THINGS TO DO —
- A) From the interview with Kechi Nomu, return the passage between "This conversation took" and "for the Brunel!", inclusive.
- B) In the interview with Kechi Nomu, for which prize is she congratulated on being shortlisted?
- C) Translate this sentence from the interview with Kechi Nomu into Spanish: "I think in this way, poetry functions as a collector."

EXCERPT —
= Beginning of Section =
Kechi Nomu was born in 1987. She grew up in Nigeria under two Nigerian dictatorships. Her poems have appeared in Saraba Magazine, The ANA Poetry Review, Expound Magazine, Sentinel and Brittle Paper. She writes film and theatre reviews for Olisatv. Her short stories have been workshopped at the Farafina Creative Writing Workshop and the Caine Prize Short Story Surgery. Her fiction and nonfiction have appeared online and in print.

This conversation took place in the cold, sweetspot of Gaborone, Botswana and the busy hub of Yaba in Lagos, Nigeria by Email.

Gaamangwe: Kechi, congratulations on being shortlisted for the Brunel International African Poetry Prize. What does it mean for you to be on the shortlist?

Kechi: I am still processing all of what it means, but gratitude is the clearest emotion. The news came at a time when I had a lot of questions. So, it felt like an answer on some level. It is also just stunning to me to be on a shortlist with poets whose works I greatly admire, for the Brunel!

Gaamangwe: What kind of questions are you exploring in your poetry?

Kechi: I am very interested in memory. In the ways that this works for the individual and for people connected to a place (country and community) who have shared history. How certain events move from the center to the fringe of a larger consciousness but may remain very present for some people. Particularly in the ways that these things touched their lives. I was talking to a poet friend about this exact same thing days ago because well, it just is something I’m very preoccupied with.

The ways that a glitch in the day can mean so many different things in a place like Nigeria where things like memory and nostalgia—just the right to say that this happened in my small corner and this is what it means or continues to mean for me—can feel like such a luxury and in some cases, such a contested thing. In my writing, I try to reclaim a space to say these are the things I know that don’t fit into the general story and yes, they happened.

Gaamangwe: I am also obsessed with memory, specifically the collective unconsciousness of our ancestors, and how that affects our lives now. Latent memory. Which specific memories are you exploring?

Kechi: Wow. I had to sit with the thought of ‘the collective unconsciousness of our ancestors’ for some time. The weight of what remains untouched just stared me in the face. It is so important that you do this.

For me, you know, I am never sure what memories want to be told or explored. It is just the ways that memories spill out of places where a lot of effort has been put into containing them. But I am interested in selves or people set up to function outside of the memory of what they have lived and how this effort to contain/shut their memories fail. When a country for instance tries to negate memory with nationalistic slogans and the lid keeps coming undone or does not fit properly and there is a bubbling over. I think in this way, poetry functions as a collector. These are the things I think of.
= End of Section =
DATA SHOWN —
= Beginning of Section =
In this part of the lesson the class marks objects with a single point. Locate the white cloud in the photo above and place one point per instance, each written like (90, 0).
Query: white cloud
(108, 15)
= End of Section =
WRITTEN RESPONSES —
- A)
This conversation took place in the cold, sweetspot of Gaborone, Botswana and the busy hub of Yaba in Lagos, Nigeria by Email.

Gaamangwe: Kechi, congratulations on being shortlisted for the Brunel International African Poetry Prize. What does it mean for you to be on the shortlist?

Kechi: I am still processing all of what it means, but gratitude is the clearest emotion. The news came at a time when I had a lot of questions. So, it felt like an answer on some level. It is also just stunning to me to be on a shortlist with poets whose works I greatly admire, for the Brunel!

- B) The Brunel International African Poetry Prize.

- C) Creo que, de esta manera, la poesía funciona como un recolector.